--- DATA PROVIDED ---
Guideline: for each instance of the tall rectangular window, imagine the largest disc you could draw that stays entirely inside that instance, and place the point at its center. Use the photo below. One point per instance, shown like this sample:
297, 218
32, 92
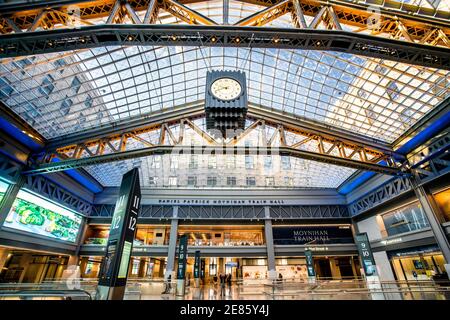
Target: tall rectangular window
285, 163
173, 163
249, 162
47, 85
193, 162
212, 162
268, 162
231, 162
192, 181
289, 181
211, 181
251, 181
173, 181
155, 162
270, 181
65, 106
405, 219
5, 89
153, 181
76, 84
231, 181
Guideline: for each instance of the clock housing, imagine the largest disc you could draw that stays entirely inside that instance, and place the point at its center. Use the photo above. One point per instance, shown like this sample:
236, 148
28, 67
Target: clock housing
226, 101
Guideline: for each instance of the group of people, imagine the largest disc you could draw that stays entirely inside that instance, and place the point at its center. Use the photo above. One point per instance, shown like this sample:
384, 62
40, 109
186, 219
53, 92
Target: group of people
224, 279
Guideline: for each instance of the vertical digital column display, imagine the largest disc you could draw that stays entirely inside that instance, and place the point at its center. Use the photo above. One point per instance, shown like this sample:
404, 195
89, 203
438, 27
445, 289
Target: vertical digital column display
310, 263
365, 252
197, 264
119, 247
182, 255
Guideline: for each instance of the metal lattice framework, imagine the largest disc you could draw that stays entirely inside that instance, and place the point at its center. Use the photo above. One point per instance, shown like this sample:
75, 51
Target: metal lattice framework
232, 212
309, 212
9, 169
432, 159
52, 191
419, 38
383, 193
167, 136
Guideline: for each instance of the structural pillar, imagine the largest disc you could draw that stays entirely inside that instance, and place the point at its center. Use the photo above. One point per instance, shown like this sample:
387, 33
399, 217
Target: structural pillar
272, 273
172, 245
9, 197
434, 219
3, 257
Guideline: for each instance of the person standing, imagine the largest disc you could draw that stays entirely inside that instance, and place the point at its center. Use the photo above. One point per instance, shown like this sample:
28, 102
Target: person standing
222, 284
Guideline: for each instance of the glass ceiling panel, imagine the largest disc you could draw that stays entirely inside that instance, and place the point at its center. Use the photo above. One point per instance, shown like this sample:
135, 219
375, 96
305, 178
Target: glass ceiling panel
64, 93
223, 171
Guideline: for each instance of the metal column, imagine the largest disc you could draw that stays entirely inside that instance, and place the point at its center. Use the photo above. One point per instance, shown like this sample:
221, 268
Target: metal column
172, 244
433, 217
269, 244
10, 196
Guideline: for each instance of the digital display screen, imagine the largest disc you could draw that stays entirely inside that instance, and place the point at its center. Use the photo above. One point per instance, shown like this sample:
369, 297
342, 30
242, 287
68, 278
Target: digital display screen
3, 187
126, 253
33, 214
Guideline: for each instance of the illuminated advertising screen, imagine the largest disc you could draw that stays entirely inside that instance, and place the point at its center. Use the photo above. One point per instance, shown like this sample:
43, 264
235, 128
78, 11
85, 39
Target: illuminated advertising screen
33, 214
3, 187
---
--- DATA PROVIDED ---
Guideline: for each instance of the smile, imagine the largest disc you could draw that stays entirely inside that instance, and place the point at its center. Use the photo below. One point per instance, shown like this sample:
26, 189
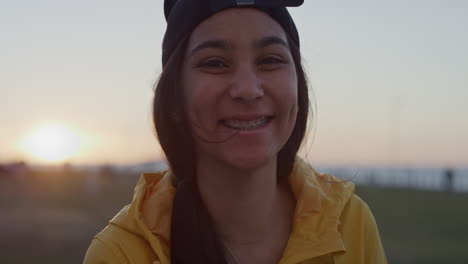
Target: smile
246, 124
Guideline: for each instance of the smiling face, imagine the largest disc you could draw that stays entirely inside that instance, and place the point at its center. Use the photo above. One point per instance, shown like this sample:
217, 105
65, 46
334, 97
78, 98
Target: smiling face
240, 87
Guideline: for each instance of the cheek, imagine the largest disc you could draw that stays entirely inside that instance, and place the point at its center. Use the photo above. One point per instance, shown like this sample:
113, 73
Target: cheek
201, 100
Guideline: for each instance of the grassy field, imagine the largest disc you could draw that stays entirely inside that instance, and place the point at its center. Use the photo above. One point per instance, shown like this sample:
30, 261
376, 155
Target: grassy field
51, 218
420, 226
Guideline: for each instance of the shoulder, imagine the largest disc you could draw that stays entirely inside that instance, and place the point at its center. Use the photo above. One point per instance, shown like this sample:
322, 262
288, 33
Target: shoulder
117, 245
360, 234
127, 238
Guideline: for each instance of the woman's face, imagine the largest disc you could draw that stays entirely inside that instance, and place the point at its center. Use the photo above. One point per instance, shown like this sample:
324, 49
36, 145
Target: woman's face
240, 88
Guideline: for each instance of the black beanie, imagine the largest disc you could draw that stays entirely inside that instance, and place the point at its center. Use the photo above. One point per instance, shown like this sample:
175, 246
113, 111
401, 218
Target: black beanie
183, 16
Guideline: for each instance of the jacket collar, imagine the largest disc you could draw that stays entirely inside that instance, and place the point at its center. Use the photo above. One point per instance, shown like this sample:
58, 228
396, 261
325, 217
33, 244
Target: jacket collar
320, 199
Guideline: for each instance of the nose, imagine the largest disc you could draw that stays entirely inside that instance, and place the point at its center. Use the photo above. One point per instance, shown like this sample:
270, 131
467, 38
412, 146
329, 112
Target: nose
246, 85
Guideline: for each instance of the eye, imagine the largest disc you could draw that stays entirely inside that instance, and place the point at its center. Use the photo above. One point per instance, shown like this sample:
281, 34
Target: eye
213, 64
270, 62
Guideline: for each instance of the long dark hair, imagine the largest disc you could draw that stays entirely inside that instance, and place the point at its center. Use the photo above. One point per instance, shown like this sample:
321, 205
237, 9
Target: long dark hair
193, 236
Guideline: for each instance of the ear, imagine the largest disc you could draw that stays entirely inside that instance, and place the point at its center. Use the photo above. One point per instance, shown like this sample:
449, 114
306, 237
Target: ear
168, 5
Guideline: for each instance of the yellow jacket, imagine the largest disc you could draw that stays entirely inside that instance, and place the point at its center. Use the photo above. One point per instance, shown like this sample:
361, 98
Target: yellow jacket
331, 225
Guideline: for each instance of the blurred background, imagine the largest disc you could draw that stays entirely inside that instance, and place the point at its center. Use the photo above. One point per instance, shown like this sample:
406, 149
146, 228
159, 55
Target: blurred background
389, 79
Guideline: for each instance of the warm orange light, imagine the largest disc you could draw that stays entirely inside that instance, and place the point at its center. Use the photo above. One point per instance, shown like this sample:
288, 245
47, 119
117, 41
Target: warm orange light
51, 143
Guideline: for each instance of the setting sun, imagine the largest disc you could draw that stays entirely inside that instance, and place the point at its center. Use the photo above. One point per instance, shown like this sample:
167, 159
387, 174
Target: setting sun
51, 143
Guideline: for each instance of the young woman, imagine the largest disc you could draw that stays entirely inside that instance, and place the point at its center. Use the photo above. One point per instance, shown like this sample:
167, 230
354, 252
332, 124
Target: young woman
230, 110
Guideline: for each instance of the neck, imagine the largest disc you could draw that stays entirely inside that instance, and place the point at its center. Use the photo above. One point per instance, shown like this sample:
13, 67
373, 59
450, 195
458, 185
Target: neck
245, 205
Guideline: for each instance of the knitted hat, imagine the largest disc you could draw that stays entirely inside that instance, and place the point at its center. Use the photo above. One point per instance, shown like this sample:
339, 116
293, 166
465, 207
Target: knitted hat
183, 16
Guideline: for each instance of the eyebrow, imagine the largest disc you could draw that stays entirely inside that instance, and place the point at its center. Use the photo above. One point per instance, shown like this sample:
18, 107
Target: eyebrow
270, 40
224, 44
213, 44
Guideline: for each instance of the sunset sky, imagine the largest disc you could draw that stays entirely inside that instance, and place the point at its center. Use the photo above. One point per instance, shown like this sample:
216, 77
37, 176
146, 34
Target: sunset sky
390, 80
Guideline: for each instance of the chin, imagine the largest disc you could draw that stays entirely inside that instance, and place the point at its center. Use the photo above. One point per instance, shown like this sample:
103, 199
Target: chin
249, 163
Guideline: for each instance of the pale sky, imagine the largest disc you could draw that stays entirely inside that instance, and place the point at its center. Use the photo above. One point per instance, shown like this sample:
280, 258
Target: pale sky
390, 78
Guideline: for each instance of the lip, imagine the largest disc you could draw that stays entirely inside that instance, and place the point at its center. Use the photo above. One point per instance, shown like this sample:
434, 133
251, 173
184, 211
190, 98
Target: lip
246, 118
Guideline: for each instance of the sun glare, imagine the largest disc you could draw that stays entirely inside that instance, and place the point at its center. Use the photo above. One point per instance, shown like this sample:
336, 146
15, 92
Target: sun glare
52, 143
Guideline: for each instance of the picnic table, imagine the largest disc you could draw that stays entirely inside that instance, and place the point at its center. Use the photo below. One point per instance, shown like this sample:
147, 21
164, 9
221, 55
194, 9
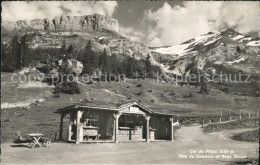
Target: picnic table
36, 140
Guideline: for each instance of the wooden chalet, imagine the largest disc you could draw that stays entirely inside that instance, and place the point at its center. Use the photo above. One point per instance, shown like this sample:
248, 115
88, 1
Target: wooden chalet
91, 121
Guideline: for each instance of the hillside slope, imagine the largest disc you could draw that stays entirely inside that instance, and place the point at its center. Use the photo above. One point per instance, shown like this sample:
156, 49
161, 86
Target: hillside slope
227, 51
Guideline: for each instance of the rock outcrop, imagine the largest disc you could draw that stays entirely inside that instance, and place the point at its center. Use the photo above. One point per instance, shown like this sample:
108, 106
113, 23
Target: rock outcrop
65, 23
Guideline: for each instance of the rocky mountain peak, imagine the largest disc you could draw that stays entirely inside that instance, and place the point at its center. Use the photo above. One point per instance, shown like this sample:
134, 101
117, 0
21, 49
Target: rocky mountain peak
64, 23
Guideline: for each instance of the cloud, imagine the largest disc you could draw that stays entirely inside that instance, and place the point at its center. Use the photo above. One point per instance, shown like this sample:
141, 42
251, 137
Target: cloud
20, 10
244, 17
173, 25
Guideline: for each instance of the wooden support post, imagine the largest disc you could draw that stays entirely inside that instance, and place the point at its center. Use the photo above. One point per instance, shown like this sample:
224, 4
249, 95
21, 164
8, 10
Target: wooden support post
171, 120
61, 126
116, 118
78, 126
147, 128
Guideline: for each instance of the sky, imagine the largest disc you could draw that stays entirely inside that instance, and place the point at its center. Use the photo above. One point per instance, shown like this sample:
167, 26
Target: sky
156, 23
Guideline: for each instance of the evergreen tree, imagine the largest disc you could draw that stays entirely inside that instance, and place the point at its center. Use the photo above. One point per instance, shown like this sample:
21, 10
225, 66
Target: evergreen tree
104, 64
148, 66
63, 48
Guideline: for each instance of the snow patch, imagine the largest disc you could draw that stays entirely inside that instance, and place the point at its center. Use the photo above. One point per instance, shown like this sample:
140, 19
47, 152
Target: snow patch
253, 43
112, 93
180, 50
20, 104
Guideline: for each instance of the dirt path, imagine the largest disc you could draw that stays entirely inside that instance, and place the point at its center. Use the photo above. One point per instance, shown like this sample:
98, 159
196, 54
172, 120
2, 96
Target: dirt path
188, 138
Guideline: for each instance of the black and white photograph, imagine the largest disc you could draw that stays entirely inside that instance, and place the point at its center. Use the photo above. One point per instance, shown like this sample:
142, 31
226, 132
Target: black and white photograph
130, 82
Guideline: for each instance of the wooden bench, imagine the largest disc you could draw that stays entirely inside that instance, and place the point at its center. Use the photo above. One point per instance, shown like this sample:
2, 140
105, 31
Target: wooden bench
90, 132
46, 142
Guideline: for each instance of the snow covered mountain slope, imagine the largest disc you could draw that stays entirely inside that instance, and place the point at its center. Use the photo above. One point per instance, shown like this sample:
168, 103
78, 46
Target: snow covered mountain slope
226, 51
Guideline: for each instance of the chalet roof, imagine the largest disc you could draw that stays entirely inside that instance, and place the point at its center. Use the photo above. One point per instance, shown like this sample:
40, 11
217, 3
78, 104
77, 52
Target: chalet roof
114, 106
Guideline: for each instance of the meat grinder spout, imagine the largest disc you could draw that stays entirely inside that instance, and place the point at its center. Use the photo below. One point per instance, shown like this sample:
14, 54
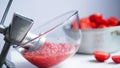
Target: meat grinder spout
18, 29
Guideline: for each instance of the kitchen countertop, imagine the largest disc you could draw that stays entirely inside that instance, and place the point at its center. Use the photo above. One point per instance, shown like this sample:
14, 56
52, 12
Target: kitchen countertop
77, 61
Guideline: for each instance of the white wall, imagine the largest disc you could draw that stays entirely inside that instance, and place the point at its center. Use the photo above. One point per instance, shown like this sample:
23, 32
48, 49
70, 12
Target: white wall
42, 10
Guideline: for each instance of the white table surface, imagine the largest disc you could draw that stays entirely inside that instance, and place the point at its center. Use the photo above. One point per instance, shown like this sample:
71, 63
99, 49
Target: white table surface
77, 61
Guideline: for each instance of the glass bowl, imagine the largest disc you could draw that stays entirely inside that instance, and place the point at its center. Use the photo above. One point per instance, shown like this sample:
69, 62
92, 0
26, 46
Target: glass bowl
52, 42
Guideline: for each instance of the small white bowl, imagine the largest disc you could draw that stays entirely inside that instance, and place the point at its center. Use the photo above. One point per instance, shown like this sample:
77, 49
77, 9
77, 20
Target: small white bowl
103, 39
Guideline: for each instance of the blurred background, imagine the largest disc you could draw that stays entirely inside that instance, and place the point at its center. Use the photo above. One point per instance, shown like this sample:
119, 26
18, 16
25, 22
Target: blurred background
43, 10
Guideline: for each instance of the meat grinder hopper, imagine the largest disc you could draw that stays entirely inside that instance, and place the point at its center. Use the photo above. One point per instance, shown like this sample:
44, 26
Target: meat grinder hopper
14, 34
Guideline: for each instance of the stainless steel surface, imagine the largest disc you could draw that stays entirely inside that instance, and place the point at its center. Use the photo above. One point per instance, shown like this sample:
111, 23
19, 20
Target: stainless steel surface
---
REQUIRED ACTION
Pick out every line above that contains the word "steel" and copy it.

RESULT FOR THIS TASK
Guideline: for each instance of the stainless steel surface, imagine the largest disc you could draw that stays entirely inside that instance, and place the point at its center. Use the photo above. One point per instance, shown like this sample:
Target: stainless steel surface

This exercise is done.